| Objetivo |
Copia del texto sobre la masacre de Tlatelolco todo lo que va de "Recordando esas violencias" hasta "procesos de liberación.", pero cambia "guerras colonizadoras" por "guerras de conquista".

| Fragmento |

A medio siglo de Tlatelolco

A medio siglo de la masacre que dividió en dos la historia de México

 

El martes 2 de octubre se cumplieron 50 años de la masacre de la Plaza de las Tres Culturas, perpetrada por el Estado mexicano. Carlos Fuentes escribió en su texto de denuncia ‘Tlatelolco: 1968’: “Nadie tiene derecho a reconocer un cadáver. Nadie tiene derecho a llevarse a un muerto. No va a haber en esta ciudad quinientos cortejos fúnebres mañana. Arrójenlos a la fosa común. Que nadie los reconozca. Desaparézcanlos. (…) –Yo no he matado a nadie. ¿Dónde están los muertos? A ver, que digan algo. Que hablen. ¡Muertitos a mí! (…) Una violencia impune que se sabía absuelta de antemano. La prueba era que, dos semanas más tarde, el presidente Gustavo Díaz Ordaz inauguraría los Juegos Olímpicos con un vuelo de pichones de la paz (…) El país había vuelto al orden gracias a la energía sin complacencias del Señor Presidente”.

Aquella masacre nos devuelve en eje espacial al dolor mexicano, a todo el dolor latinoamericano. Y en eje temporal a etapas concretas como el terrorismo de Estado en la Argentina, a la década de los '70. Pero también a una realidad colectiva constante: la permanente violencia de la reproducción del orden, tanto en la estela de su conservación como en la de su reformismo, a veces abrupto, para la continuidad de su lógica. Las contradicciones aparentes en la superficie se difuminan cuando observamos el mundo y la historia colectiva con los ojos puestos en captar la interrelación que apunta a la totalidad del proceso, sin permanecer cómodamente fijados en las parcialidades fragmentadas y autorreferenciales que nos ofrecieron primero la modernidad y después la posmodernidad capitalistas.

Recordando esas violencias aparecen en nuestras memorias las guerras colonizadoras, imperialistas, y los órdenes coloniales que engendraron. Junto a las violencias cotidianas de la explotación y subyugación coloniales, acuden a nuestras cabezas las masacres administradas y, a continuación, los duros procesos de liberación.

| Extractos de datos |

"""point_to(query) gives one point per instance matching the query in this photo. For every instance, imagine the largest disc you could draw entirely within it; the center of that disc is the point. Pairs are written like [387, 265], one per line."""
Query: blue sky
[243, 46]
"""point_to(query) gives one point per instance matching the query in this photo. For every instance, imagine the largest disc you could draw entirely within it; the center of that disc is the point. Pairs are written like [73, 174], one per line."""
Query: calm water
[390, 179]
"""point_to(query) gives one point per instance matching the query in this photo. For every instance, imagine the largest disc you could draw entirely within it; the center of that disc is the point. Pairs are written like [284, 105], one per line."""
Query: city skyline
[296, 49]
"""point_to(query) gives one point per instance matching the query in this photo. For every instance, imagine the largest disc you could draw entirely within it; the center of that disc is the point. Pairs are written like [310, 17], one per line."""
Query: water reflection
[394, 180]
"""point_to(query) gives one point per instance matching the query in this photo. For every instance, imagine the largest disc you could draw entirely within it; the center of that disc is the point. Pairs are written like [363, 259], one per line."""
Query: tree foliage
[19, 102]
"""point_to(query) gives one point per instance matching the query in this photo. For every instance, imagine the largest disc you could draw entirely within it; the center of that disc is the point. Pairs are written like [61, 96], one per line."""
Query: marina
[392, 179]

| Respuesta |
Recordando esas violencias aparecen en nuestras memorias las guerras de conquista, imperialistas, y los órdenes coloniales que engendraron. Junto a las violencias cotidianas de la explotación y subyugación coloniales, acuden a nuestras cabezas las masacres administradas y, a continuación, los duros procesos de liberación.